SET PROBLEM A → List every line in the entries below that contains the word "chrome", copying each line in full. Only exact-case matches count.

########

# The 1090 Megahertz Riddle (second edition)

A Guide to Decoding Mode S and ADS-B Signals

# Mode S meteorological services

In the current Mode S design, two message formats are used for aircraft to communicate meteorological conditions. These messages are meteorological routine air report (MRAR) and meteorological hazard report (MHR). In this chapter, we focus on explaining the information contained in these two types of messages.

## Meteorological routine air report (BDS 4,4)

In MRAR messages, information on wind, air temperature, pressure, and humidity is transmitted. The structure of the message is shown in Table 1.1.

Meteorological routine air report (BDS 4,4), MB field
FIELD MSG MB BITS
Figure of merit / source 33–36 1–4 4
Status (for wind) 37 5 1
Wind speed 38–46 6–14 9
Range: [0, 511] knots
LSB: 1 knots
Wind direction 47–55 15–23 9
Range: [0, 360] degrees
LSB: 180/256 degrees
Sign (for temperature) 56 24 1
Static air temperature 57–66 25–34 10
Range: [-128, +128] $$^\circ$$C
LSB: 0.25 $$^\circ$$C
Status (for pressure) 67 35 1
Average static pressure 68–78 36–46 11
Range: [0, 2048] hPa
LSB: 1 hPa
Status (for turbulence) 79 47 1
Turbulence 80–81 48–49 2
Status (for humidity) 82 50 1
Humidity 83–88 51–56 6
Range: [0%, 100%]
LSB: 100/64 %

The first field of the message defined the figure of merit (FOM)/source of the information. The values indicate the following:

• 0: Invalid

• 1: Inertial system (INS)

• 2: Global Navigation Satellite System (GNSS)

• 3: Distance measuring equipment-based navigation (DME/DME)

• 4: Very High Frequency omnidirectional range/distance measuring equipment based navigation (VOR/DME)

• 5–15: Reserved

For static air temperature, the encoded value can be negative. Hence, two’s complement coding (see section [sec:two_complement]) is used for encoding the value. The actual maximum range of temperature is from -80 $$^\circ$$C to +60 $$^\circ$$C.

It is also worth pointing out a discrepancy in the design. The temperature is encoded using 10 bits, where the least significant bit value should have been 0.125$$^\circ$$. However, according to the official document [ICAO 2008], the LSB value is 0.25$$^\circ$$. ICAO is planning to update this to 0.125$$^\circ$$ in the future. However, most current implementations still use 0.25$$^\circ$$.

Figure 1.1 shows the decoding of an MRAR example message.

Try it out Using pyModeS, we can decode information of BDS 4,4 messages as:

import pyModeS as pms

msg = "A0001692185BD5CF400000DFC696"

pms.commb.wind44(msg)   # (22, 344.5)
pms.commb.temp44(msg)   # (-48.75, -24.375)

########

SET PROBLEM B → According to the guide on decoding Mode S signals, what is the actual maximum range of static air temperature in a meteorological routine air report?

########

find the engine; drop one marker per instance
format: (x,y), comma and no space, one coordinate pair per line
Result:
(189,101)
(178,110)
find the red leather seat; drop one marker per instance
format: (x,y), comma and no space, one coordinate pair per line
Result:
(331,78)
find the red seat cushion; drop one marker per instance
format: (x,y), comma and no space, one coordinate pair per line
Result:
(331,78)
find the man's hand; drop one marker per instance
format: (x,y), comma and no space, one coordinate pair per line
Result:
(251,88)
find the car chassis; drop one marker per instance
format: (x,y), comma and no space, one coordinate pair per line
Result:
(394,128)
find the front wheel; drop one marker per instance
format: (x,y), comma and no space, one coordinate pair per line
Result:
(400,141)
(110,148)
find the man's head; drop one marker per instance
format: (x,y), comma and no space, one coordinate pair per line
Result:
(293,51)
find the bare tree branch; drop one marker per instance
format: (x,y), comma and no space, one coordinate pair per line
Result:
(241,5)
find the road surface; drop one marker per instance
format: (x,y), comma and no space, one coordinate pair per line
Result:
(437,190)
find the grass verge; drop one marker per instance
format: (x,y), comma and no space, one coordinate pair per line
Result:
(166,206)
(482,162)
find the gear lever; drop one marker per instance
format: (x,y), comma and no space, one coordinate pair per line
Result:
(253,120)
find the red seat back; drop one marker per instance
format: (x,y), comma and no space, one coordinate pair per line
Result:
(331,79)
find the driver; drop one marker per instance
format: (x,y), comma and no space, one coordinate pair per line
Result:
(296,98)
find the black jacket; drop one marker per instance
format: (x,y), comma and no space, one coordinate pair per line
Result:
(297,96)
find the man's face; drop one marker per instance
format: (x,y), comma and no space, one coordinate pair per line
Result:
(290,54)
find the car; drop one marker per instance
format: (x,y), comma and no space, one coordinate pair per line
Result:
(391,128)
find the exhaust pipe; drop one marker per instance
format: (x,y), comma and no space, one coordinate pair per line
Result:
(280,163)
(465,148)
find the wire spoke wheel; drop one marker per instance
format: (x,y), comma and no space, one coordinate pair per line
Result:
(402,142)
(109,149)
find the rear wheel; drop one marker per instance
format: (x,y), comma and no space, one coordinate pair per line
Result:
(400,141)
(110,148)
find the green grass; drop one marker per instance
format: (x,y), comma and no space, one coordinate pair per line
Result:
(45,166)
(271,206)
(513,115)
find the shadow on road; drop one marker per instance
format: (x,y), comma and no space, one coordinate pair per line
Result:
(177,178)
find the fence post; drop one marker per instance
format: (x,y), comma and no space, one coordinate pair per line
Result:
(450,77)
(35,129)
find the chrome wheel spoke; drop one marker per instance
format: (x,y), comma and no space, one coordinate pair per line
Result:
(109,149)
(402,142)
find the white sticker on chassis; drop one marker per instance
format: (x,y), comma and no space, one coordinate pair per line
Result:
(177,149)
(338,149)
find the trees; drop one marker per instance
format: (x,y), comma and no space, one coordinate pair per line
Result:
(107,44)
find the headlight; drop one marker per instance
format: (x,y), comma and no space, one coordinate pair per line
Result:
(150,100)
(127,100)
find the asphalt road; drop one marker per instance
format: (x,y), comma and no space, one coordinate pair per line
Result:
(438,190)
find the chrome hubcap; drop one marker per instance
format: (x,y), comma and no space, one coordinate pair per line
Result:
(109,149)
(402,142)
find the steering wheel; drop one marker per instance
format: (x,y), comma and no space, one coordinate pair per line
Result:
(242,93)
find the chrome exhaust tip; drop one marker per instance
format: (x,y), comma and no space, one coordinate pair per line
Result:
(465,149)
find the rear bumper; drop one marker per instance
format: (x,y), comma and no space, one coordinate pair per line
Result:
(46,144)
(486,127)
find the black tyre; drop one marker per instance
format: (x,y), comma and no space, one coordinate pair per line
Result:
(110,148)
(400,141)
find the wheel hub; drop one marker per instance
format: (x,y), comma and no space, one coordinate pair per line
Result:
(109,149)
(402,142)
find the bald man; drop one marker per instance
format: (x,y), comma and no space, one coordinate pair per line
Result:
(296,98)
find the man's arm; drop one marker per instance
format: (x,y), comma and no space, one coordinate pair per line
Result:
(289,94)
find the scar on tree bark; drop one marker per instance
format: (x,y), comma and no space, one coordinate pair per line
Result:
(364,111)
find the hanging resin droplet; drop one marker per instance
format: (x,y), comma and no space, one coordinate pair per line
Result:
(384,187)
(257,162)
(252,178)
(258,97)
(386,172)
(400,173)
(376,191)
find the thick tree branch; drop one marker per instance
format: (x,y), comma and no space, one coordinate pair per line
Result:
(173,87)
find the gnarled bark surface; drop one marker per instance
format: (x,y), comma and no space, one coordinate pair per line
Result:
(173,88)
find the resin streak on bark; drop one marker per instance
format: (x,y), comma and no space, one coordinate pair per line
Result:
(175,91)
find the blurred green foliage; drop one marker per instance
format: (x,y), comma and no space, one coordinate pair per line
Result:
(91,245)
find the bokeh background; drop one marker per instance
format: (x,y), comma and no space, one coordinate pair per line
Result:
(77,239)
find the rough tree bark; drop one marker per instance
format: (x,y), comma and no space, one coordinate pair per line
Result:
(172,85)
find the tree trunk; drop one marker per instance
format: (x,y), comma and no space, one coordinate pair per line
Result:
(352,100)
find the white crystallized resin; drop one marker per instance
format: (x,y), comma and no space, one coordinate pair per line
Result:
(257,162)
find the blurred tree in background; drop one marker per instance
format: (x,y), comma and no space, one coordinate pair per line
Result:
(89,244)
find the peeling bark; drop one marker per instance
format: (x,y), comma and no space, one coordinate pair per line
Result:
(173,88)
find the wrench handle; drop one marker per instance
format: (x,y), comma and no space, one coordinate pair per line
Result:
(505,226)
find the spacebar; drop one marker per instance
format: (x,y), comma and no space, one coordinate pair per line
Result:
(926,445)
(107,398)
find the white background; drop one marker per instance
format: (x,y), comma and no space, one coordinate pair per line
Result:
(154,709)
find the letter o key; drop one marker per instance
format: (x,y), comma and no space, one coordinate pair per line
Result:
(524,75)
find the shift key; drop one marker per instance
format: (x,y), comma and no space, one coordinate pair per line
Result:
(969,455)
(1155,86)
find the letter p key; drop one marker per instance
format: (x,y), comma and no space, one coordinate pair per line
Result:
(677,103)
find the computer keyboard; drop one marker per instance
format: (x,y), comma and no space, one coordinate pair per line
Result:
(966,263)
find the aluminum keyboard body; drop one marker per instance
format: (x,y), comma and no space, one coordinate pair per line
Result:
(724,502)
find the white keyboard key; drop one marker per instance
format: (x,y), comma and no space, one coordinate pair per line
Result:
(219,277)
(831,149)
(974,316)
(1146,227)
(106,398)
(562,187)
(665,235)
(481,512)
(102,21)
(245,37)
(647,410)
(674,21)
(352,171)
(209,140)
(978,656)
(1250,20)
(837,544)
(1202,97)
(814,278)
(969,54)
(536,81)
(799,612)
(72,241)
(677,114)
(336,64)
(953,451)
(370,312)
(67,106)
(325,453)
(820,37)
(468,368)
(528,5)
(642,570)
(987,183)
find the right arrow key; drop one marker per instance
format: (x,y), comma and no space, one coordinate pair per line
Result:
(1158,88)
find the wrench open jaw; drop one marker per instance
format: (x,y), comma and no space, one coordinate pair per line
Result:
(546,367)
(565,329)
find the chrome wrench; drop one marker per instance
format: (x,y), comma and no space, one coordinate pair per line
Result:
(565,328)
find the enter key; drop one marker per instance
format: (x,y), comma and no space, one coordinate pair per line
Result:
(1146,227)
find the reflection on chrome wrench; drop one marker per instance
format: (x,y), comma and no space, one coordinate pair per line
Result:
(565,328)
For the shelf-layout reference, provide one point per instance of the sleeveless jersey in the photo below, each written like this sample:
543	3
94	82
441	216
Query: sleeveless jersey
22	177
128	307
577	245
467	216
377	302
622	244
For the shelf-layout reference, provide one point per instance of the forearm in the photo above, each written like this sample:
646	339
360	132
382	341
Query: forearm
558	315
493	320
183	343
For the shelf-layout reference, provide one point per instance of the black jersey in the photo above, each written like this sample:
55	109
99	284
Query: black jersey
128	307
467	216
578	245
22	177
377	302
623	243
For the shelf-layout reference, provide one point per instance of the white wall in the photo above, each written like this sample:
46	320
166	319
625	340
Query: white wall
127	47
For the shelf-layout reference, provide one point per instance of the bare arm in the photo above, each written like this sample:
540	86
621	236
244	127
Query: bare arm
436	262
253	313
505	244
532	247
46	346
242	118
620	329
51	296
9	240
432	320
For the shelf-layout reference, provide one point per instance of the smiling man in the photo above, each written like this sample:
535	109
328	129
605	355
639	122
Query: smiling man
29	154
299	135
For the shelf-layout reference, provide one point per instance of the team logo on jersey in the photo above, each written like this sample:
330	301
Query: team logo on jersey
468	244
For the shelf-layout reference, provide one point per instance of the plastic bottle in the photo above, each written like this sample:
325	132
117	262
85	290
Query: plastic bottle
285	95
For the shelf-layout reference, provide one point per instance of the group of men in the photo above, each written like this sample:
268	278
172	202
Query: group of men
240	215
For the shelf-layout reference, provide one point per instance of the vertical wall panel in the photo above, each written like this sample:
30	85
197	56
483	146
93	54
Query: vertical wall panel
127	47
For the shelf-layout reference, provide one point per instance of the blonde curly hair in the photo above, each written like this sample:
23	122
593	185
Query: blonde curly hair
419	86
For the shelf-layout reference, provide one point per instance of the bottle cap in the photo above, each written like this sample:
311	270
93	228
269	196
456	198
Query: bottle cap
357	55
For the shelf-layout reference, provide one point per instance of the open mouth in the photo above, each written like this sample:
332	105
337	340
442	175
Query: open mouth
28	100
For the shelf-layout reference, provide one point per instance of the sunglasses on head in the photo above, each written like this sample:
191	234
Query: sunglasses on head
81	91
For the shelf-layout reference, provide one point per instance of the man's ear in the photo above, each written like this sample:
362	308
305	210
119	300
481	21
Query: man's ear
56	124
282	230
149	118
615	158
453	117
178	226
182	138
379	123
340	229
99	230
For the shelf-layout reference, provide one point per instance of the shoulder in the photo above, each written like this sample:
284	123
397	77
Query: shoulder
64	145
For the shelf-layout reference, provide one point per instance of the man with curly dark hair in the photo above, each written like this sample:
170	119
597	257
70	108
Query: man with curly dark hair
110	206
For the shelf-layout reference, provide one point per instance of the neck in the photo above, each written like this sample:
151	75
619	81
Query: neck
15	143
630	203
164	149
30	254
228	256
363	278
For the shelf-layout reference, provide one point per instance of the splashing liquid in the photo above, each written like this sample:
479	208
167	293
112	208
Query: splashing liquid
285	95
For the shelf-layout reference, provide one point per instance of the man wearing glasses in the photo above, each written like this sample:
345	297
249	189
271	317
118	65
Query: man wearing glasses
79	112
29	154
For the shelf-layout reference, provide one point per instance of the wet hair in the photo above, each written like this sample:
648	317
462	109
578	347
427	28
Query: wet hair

########

EXPECTED OUTPUT A →
find the chrome wheel spoke; drop one marker per instance
find the chrome hubcap; drop one marker per instance
find the chrome exhaust tip; drop one marker per instance
find the chrome wrench; drop one marker per instance
find the reflection on chrome wrench; drop one marker per instance

EXPECTED OUTPUT B → From -80 °C to +60 °C.